- [Reading text]
Check out this interesting article for our upcoming Fall 2022 issue!
Background: Little is known about the ethical issues confronting medical students during their first exposure to emergency medicine (EM). The aim of this study was to review student narratives to determine the type and frequency of ethical issues that beginning students confront in the ED.
Methods: This was a prospective, qualitative observational study of consecutive first- and second-year medical students electing to do a pre-clinical clerkship in Emergency Medicine (EM) at five university- affiliated hospitals. Students were asked to write a short description of three cases that had the greatest impact on them during the month-long clerkship. Each essay was independently analyzed by five members of the research team. Descriptive and kappa statistics were used to summarize the data.

- [Supplied data]
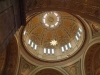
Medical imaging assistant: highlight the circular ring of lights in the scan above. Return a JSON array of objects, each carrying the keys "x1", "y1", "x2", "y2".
[{"x1": 43, "y1": 12, "x2": 60, "y2": 28}]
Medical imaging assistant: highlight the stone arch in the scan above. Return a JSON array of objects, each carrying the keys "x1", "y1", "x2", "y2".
[{"x1": 84, "y1": 43, "x2": 100, "y2": 75}]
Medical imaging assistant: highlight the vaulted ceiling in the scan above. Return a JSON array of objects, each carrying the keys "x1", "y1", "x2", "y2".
[{"x1": 0, "y1": 0, "x2": 100, "y2": 75}]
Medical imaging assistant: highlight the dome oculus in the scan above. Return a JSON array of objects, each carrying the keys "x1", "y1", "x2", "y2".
[{"x1": 43, "y1": 12, "x2": 60, "y2": 28}]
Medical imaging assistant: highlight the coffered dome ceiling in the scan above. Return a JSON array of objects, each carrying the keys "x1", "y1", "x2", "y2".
[{"x1": 22, "y1": 11, "x2": 85, "y2": 61}]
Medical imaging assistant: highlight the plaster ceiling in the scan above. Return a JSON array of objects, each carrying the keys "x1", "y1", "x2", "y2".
[{"x1": 22, "y1": 11, "x2": 85, "y2": 61}]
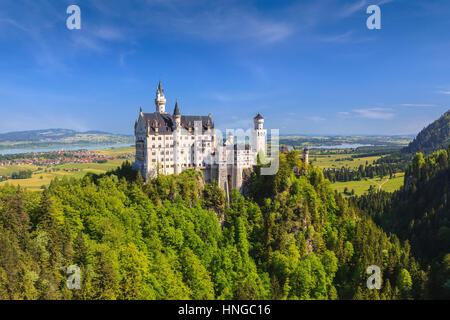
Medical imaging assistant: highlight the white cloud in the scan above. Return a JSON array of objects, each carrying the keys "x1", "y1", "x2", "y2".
[
  {"x1": 400, "y1": 103, "x2": 436, "y2": 108},
  {"x1": 353, "y1": 108, "x2": 395, "y2": 120}
]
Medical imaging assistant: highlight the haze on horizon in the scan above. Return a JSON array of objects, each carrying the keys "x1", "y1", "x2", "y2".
[{"x1": 0, "y1": 0, "x2": 450, "y2": 135}]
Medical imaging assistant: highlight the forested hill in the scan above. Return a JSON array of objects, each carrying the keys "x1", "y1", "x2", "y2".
[
  {"x1": 403, "y1": 110, "x2": 450, "y2": 154},
  {"x1": 0, "y1": 129, "x2": 134, "y2": 149},
  {"x1": 354, "y1": 147, "x2": 450, "y2": 299},
  {"x1": 0, "y1": 151, "x2": 428, "y2": 299}
]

- [Things to do]
1. Summarize the emergency medicine abstract in two sentences.
2. List every adjective the emergency medicine abstract uses in its Methods section to characterize the kind of study that was conducted.
3. Reproduce the passage of the emergency medicine abstract starting with "Background: Little is" and going on through "confront in the ED.".

- [Outputs in order]
1. Because little is known about the ethical issues medical students face when they first encounter emergency medicine, this study reviewed first- and second-year students' narratives from a pre-clinical emergency medicine clerkship to determine the type and frequency of those issues in the ED. Students at five university-affiliated hospitals each described the three cases with the greatest impact on them during the month-long clerkship, five research team members independently analyzed each essay, and descriptive and kappa statistics were used to summarize the data.

2.
prospective
qualitative
observational

3.
Background: Little is known about the ethical issues confronting medical students during their first exposure to emergency medicine (EM). The aim of this study was to review student narratives to determine the type and frequency of ethical issues that beginning students confront in the ED.